**SET PROBLEM**
Reproduce the following entries word for word, omitting the pictures from your answer.

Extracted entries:
::::::

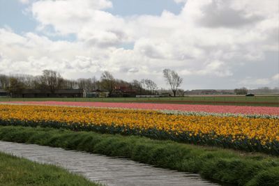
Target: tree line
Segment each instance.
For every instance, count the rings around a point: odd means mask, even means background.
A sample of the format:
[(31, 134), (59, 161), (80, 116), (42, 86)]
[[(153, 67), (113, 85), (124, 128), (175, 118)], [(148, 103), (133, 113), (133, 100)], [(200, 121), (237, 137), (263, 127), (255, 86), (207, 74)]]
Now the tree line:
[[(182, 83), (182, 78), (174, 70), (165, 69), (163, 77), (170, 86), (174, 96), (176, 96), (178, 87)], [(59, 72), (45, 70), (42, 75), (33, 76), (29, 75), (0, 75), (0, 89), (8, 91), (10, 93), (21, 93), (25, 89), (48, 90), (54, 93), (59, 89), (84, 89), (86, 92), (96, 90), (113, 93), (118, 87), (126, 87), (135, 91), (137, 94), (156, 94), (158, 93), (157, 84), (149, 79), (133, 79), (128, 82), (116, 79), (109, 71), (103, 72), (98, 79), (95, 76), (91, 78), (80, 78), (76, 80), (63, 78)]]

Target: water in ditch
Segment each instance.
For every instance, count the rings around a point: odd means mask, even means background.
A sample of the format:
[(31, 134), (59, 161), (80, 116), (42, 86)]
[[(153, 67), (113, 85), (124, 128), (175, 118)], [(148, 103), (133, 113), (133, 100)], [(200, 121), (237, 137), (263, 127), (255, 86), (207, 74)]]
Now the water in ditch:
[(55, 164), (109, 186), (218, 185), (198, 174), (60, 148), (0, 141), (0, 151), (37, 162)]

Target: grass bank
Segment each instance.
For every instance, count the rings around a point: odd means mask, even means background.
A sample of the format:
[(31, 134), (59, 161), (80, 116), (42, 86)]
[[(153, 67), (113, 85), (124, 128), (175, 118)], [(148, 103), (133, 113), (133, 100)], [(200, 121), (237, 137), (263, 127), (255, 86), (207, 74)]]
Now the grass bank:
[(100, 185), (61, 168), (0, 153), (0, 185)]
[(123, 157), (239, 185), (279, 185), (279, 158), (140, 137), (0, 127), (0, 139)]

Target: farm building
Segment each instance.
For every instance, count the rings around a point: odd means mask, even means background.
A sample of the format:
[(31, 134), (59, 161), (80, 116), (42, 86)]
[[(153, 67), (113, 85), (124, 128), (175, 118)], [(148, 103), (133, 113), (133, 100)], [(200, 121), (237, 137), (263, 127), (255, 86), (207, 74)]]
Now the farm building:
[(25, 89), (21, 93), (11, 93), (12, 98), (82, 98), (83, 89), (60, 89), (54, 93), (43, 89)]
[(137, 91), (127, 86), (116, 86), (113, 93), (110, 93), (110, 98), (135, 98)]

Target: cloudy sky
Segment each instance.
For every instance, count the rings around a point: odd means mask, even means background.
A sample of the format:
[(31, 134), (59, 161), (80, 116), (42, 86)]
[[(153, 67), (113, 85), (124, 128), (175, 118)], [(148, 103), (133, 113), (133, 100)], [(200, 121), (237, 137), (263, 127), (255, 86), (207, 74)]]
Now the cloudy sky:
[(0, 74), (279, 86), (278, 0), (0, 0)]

::::::

**RESPONSE FOR THIS EXERCISE**
Target: tree line
Segment each instance.
For every instance, count the rings around a point: odd means mask, even means background.
A sample of the format:
[(31, 134), (59, 161), (80, 116), (42, 86)]
[[(153, 67), (113, 85), (124, 128), (175, 118)], [(148, 103), (133, 113), (133, 100)], [(200, 121), (237, 137), (263, 127), (255, 86), (207, 74)]]
Now the tree line:
[[(182, 83), (182, 78), (174, 70), (165, 69), (163, 77), (170, 86), (174, 96), (176, 96), (178, 87)], [(59, 72), (45, 70), (42, 75), (33, 76), (29, 75), (0, 75), (0, 89), (8, 91), (10, 93), (21, 93), (25, 89), (48, 90), (54, 93), (59, 89), (84, 89), (86, 92), (96, 90), (113, 93), (118, 87), (126, 87), (135, 91), (137, 94), (156, 94), (158, 93), (157, 84), (149, 79), (133, 79), (128, 82), (116, 79), (109, 71), (103, 72), (98, 79), (95, 76), (91, 78), (80, 78), (76, 80), (63, 78)]]

Target: water in ditch
Segment each instance.
For every instance, count the rings around a point: odd means mask, even means background.
A sample of the format:
[(31, 134), (59, 161), (80, 116), (42, 86)]
[[(153, 67), (113, 85), (124, 128), (175, 118)], [(148, 103), (133, 113), (133, 100)], [(200, 121), (237, 137), (263, 127), (255, 86), (207, 74)]]
Now the water in ditch:
[(55, 164), (109, 186), (218, 185), (198, 174), (60, 148), (0, 141), (0, 151), (37, 162)]

Target: grass bank
Segment each instance.
For every instance, count the rings around a point: odd means mask, even means background.
A sample of the format:
[(31, 134), (59, 161), (80, 116), (42, 86)]
[[(153, 67), (113, 85), (124, 128), (175, 118)], [(148, 103), (133, 113), (133, 100)], [(200, 121), (237, 137), (263, 127), (255, 86), (207, 74)]]
Now the grass bank:
[(100, 185), (61, 168), (0, 153), (0, 185)]
[(123, 157), (239, 185), (279, 185), (279, 158), (140, 137), (0, 127), (0, 139)]

Target: farm building
Segment each instance.
For every instance, count the rings around a point: odd means mask, even means background.
A sample of the format:
[(31, 134), (59, 161), (80, 116), (42, 86)]
[[(153, 67), (113, 85), (124, 128), (175, 118)], [(148, 103), (133, 113), (133, 100)], [(200, 121), (237, 137), (263, 127), (255, 86), (207, 74)]]
Now the farm building:
[(25, 89), (21, 93), (11, 93), (12, 98), (82, 98), (83, 89), (60, 89), (54, 93), (43, 89)]
[(137, 91), (127, 86), (116, 86), (113, 93), (110, 93), (110, 98), (135, 98)]

Target: cloudy sky
Segment each instance.
For every instance, count the rings around a point: odd means mask, even means background.
A sample of the format:
[(31, 134), (59, 161), (80, 116), (42, 86)]
[[(153, 67), (113, 85), (124, 128), (175, 118)], [(148, 103), (133, 113), (133, 100)], [(200, 121), (237, 137), (263, 127), (255, 86), (207, 74)]]
Now the cloudy sky:
[(0, 74), (279, 86), (278, 0), (0, 0)]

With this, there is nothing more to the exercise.